(Items from a data source)

╭──

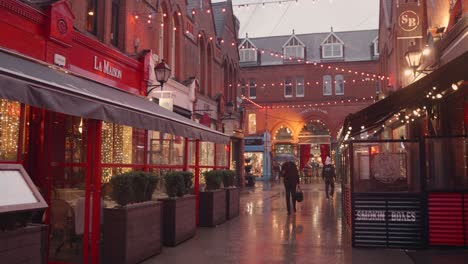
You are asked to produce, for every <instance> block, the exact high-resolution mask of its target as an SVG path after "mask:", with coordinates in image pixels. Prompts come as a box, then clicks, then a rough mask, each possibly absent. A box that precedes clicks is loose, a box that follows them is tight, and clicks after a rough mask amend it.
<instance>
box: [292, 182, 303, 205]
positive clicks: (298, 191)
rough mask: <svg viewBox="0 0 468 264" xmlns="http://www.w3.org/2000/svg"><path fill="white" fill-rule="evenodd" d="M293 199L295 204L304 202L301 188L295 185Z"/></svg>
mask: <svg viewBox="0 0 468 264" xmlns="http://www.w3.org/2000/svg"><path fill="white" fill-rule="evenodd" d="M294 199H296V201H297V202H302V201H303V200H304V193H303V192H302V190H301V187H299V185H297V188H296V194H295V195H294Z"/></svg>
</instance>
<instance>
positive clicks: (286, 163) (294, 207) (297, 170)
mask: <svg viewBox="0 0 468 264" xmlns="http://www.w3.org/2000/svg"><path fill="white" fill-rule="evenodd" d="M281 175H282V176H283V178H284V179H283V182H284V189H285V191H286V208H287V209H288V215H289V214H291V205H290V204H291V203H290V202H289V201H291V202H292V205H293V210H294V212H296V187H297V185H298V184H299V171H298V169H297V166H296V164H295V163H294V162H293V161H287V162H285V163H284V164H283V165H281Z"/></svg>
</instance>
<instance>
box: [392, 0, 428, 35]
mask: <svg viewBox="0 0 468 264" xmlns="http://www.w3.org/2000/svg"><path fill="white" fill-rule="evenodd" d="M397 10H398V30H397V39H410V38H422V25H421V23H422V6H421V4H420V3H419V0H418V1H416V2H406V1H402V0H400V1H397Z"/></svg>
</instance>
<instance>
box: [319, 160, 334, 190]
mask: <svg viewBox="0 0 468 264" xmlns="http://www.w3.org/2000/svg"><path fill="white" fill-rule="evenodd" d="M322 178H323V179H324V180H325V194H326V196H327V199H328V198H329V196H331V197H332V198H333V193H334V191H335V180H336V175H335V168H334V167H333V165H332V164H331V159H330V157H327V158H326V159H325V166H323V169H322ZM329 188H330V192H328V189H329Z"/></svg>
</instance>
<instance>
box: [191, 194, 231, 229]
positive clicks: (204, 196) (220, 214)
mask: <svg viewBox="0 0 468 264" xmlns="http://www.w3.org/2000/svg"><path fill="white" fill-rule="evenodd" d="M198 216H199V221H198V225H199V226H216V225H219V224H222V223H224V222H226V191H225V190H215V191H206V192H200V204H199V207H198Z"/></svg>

╰──
╭──

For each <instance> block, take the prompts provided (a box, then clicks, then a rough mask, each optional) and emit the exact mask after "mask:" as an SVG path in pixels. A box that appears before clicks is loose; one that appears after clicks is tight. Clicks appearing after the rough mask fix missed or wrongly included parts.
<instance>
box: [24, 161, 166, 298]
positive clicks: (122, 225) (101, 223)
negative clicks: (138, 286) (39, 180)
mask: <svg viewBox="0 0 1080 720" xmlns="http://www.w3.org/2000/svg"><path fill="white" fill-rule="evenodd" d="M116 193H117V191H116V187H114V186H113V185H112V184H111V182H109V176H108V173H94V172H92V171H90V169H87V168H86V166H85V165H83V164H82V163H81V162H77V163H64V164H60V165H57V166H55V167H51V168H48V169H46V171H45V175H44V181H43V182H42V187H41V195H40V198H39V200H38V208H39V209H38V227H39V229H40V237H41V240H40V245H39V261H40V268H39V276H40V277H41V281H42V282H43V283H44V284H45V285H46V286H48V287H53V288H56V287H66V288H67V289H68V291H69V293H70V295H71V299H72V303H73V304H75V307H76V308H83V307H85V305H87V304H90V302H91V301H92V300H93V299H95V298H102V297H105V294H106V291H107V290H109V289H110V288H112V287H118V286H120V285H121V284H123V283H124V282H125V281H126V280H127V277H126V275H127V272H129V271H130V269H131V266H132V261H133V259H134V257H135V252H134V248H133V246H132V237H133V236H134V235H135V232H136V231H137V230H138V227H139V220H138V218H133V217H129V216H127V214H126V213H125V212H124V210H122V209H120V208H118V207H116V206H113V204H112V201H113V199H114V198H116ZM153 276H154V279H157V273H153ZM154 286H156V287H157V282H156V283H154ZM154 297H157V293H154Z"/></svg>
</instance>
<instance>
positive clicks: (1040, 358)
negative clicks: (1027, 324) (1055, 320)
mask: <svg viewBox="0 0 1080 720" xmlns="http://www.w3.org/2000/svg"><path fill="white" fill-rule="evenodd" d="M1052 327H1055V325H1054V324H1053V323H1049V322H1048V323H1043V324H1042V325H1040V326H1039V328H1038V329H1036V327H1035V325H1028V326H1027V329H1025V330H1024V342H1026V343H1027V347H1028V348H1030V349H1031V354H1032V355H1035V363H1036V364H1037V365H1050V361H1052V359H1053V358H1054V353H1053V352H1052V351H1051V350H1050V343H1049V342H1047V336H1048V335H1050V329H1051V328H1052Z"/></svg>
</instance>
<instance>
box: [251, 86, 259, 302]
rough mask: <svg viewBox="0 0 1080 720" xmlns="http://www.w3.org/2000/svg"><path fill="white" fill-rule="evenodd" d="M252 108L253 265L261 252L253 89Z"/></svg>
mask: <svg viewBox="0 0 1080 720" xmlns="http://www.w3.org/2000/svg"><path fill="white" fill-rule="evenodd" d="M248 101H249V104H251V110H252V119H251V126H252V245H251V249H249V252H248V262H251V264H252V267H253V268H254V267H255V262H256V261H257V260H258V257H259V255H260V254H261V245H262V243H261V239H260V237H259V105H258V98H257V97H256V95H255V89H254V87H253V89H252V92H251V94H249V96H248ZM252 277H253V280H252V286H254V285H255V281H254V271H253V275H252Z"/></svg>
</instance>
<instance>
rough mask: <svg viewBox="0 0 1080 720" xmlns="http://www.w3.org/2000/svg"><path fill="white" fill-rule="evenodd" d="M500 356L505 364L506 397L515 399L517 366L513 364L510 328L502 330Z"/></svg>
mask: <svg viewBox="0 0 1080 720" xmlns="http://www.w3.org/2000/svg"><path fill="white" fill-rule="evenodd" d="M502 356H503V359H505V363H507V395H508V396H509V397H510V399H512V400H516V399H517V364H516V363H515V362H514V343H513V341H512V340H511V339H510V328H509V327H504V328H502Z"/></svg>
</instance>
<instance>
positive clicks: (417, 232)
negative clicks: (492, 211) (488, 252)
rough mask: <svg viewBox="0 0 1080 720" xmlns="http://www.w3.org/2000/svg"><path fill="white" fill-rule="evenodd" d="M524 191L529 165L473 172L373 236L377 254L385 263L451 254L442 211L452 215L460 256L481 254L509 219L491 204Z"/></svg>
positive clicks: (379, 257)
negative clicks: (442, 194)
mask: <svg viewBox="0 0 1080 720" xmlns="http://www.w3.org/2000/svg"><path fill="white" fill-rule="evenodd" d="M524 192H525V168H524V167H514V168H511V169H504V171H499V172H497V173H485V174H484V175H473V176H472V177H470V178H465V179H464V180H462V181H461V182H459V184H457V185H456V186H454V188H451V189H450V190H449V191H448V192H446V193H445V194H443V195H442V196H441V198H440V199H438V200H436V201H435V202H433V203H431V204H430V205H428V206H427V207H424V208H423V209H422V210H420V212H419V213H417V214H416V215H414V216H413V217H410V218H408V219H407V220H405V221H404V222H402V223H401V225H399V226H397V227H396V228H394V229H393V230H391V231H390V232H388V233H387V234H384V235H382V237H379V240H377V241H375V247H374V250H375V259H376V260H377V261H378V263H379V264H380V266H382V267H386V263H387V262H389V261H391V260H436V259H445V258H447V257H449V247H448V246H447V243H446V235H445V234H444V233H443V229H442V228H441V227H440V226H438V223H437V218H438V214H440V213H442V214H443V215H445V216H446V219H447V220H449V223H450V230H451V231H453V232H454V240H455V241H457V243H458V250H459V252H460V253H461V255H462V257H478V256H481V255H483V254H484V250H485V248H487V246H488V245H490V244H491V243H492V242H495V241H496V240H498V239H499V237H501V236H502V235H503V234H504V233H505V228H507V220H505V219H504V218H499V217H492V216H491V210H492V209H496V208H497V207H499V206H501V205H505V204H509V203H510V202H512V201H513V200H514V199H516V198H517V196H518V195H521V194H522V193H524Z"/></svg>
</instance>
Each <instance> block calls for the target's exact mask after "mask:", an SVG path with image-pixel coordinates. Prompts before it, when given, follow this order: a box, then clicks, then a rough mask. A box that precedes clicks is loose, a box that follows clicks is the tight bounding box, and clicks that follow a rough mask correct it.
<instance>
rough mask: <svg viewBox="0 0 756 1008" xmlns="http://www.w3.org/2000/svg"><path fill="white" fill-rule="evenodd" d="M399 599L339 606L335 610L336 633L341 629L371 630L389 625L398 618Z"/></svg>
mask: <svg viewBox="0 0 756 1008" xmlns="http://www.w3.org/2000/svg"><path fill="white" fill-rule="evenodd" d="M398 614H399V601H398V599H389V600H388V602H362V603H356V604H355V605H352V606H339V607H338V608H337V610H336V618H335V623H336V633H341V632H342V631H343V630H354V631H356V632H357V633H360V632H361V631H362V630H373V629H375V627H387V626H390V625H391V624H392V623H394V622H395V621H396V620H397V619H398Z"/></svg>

╰──

Task instructions:
Looking at the entries above, state how many lines contain "follows"; give the number alone.

Reply:
2